* _SET TASKS_
[A] List every distinct employee id that appears in the Django thread.
[B] Answer these from the Django thread, one answer per line, marked the same way:
(i) When did Gocht post the comment?
(ii) How many teams does the answer give as an example of loading into memory?
(iii) When was the answer edited?
[C] Copy word for word the part of the Django thread from "Plus, in my" up to and including "order of magnitude).".

Django filter exact m2m objects

Question

Let's say I have a team model, and a team has members.

So

class Team(models.Model):
    team_member = models.ManyToManyField('Employee')

class Employee(models.Model):
    ....

Lets say I have a list of employee ids like team_members = [1001, 1003, 1004] and I want to find the Team, that is made up of exactly those three members.

I don't want the team that has [1001, 1003, 1004, 1005] or the team that has [1001, 1003].

Only team [1001, 1003, 1004].

This is what I'm doing now:

teams = Team.objects.all()
for t in teams:
    if set([x.id for x in t.team_member.all()]) == set(team_members):
        team = t
if not team:
    team = Team.objects.create()
    team.team_member = team_members

But it seems a bit ham-handed. Is there a cleaner way, with fewer nested loops?

I think you can use `in` -> `Team.objects.filter(team_member__pk__in=team_members)` — Gocht, Mar 04 '16 at 19:11
That would return a team that contained those three members and others. I want EXACTLY those team members. — Rob L, Mar 04 '16 at 19:13
It returns a queryset of teams that contain ANY of `team_members`. I need the one team that is composed of ONLY those three team members. — Rob L, Mar 04 '16 at 19:20
Possible duplicate of [Django ManytoMany filter exact list](http://stackoverflow.com/questions/40505500/django-manytomany-filter-exact-list) — waterproof, Apr 14 '17 at 19:08

score 1 · Answer 1 · edited May 23 '17 at 12:09

The short answer

No, I don't know of a much simpler way in terms of code appearance.

However there are some things you could do to make your code a little more graceful and potentially a lot faster. Plus it is possible to do the work in the database, albeit quite inefficiently for large team sizes.

The DB option listed below is pretty much as ham-handed as the for loop you provided, but could be more efficient depending on your data set, DB, etc.

Longer answer: ways to be less 'ham-handed'

There are a couple of places I'd clean up the style here.

Plus, in my experience with Django, loops like the one you built do tend to become pretty expensive on large data sets. If you end up loading, say, 10,000 teams into memory, having the ORM convert them to Team objects, and then iterating over them, you'll probably see some significant slowdown.

Two things to try for speed & grace:

Use Team.values_list('team_members') for your in-python filter loop, which skips the step where Django organizes all of the SQL data into Model objects. I've found this to save lots of time instantiating objects (sometimes around an order of magnitude).

* _SUPPLIED INFORMATION_
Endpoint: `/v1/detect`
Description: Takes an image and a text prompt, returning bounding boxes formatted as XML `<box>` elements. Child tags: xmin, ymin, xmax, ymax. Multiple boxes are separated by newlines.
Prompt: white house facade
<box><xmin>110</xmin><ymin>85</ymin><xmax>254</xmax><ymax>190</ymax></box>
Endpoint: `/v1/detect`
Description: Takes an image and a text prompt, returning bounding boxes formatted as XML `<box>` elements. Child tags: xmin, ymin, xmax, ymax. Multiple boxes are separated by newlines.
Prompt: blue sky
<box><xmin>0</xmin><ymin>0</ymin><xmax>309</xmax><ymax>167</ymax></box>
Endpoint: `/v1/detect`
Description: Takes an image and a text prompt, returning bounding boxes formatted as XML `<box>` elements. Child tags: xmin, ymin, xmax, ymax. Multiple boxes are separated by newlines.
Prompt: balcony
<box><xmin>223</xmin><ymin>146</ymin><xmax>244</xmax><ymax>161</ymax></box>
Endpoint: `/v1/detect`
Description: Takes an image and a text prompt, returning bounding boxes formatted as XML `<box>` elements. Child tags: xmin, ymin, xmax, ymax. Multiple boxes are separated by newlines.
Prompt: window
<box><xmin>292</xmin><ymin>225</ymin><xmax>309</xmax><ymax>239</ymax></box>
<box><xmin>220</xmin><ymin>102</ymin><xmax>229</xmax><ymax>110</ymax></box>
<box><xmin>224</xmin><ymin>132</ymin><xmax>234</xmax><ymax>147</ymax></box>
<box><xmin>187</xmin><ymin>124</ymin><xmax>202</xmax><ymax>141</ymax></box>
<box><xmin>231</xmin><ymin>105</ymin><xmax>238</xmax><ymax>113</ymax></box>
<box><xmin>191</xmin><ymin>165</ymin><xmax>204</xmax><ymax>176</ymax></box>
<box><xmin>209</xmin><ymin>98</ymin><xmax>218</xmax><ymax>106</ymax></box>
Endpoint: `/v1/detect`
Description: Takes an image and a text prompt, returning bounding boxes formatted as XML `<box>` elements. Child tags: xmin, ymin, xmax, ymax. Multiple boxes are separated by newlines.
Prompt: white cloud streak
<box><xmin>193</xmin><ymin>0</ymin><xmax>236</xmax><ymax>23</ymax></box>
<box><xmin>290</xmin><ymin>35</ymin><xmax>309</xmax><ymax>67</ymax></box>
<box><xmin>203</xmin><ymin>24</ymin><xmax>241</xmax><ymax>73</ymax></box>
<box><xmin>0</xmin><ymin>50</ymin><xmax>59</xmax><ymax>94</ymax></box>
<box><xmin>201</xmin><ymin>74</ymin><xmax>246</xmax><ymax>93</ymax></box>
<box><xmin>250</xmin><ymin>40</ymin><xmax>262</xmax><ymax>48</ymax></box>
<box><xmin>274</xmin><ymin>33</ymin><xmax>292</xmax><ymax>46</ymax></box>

* _RESPONSES_
[A] 1001, 1003, 1004, 1005

[B]
(i) Mar 04 '16 at 19:11
(ii) 10,000
(iii) May 23 '17 at 12:09

[C]
Plus, in my experience with Django, loops like the one you built do tend to become pretty expensive on large data sets. If you end up loading, say, 10,000 teams into memory, having the ORM convert them to Team objects, and then iterating over them, you'll probably see some significant slowdown.

Two things to try for speed & grace:

Use Team.values_list('team_members') for your in-python filter loop, which skips the step where Django organizes all of the SQL data into Model objects. I've found this to save lots of time instantiating objects (sometimes around an order of magnitude).